■ **Problem to solve**
Please convert the records below into a numbered list with one line per item, leaving out any blank lines.

— Start Data extract —

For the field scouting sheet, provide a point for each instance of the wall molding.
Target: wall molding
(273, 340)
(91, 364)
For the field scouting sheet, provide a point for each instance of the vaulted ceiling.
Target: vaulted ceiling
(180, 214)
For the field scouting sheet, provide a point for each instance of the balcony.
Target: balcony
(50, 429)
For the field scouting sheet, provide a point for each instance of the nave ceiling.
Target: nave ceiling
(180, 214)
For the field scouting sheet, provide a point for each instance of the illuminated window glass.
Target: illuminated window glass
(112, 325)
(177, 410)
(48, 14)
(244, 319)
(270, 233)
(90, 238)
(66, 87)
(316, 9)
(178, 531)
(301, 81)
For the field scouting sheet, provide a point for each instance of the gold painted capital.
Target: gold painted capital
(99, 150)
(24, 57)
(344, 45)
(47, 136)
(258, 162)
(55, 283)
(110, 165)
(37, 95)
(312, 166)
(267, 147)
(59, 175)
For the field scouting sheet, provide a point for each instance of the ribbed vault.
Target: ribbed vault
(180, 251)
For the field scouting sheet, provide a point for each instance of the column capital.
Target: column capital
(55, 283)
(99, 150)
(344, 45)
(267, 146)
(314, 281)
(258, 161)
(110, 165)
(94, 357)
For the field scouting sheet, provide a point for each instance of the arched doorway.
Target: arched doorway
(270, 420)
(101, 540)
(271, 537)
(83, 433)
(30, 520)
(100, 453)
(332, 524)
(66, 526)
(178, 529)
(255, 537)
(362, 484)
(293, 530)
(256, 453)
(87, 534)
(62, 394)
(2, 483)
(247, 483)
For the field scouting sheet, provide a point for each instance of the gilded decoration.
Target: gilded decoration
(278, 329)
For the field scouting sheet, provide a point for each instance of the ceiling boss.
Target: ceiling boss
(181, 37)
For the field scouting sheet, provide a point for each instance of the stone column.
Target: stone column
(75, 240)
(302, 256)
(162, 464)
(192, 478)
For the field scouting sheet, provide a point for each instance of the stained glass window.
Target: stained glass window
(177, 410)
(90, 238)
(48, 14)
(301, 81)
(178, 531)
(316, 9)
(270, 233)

— End Data extract —

■ **Solution to this exercise**
1. For the field scouting sheet, provide a point for each instance of the wall molding.
2. Target: wall molding
3. (273, 340)
4. (91, 364)
5. For the field scouting sheet, provide a point for each instance of the vaulted ceiling.
6. Target: vaulted ceiling
7. (180, 214)
8. For the field scouting sheet, provide a point for each instance of the balcony.
9. Target: balcony
10. (50, 429)
11. For the field scouting sheet, provide a point for each instance of the nave ceiling.
12. Target: nave ceiling
13. (180, 214)
14. For the field scouting sheet, provide a point for each instance of the illuminated window glass.
15. Target: illuminated window glass
16. (112, 325)
17. (177, 410)
18. (48, 14)
19. (244, 319)
20. (270, 233)
21. (90, 238)
22. (66, 87)
23. (316, 9)
24. (178, 531)
25. (301, 81)
26. For the field scouting sheet, provide a point for each instance of the gold painted capital.
27. Target: gold painted capital
28. (99, 150)
29. (24, 57)
30. (344, 45)
31. (47, 136)
32. (258, 162)
33. (55, 283)
34. (110, 165)
35. (37, 95)
36. (312, 166)
37. (267, 147)
38. (59, 175)
39. For the field scouting sheet, provide a point for each instance of the ribbed vault.
40. Target: ribbed vault
41. (180, 251)
42. For the field scouting sheet, provide a point for each instance of the column capital.
43. Target: column capital
44. (55, 283)
45. (99, 150)
46. (344, 45)
47. (267, 146)
48. (314, 281)
49. (258, 161)
50. (110, 165)
51. (94, 357)
52. For the field scouting sheet, provide a point for each instance of the arched doorway.
53. Target: arched doorway
54. (270, 420)
55. (101, 540)
56. (271, 537)
57. (83, 433)
58. (30, 520)
59. (100, 453)
60. (332, 524)
61. (66, 526)
62. (178, 529)
63. (255, 537)
64. (362, 484)
65. (293, 530)
66. (256, 453)
67. (87, 534)
68. (62, 394)
69. (2, 483)
70. (247, 483)
71. For the field scouting sheet, provide a point for each instance of the gilded decoration.
72. Target: gilded decoration
73. (278, 329)
74. For the field scouting sheet, provide a point for each instance of the ceiling boss.
75. Target: ceiling boss
76. (181, 37)
77. For the field scouting sheet, provide a point for each instance of the stone column.
78. Target: stone column
79. (75, 240)
80. (302, 256)
81. (162, 464)
82. (192, 478)
83. For the field scouting sheet, provide a point for each instance of the stained glass window.
84. Target: stained glass window
85. (177, 410)
86. (90, 238)
87. (48, 14)
88. (301, 81)
89. (178, 531)
90. (316, 9)
91. (270, 233)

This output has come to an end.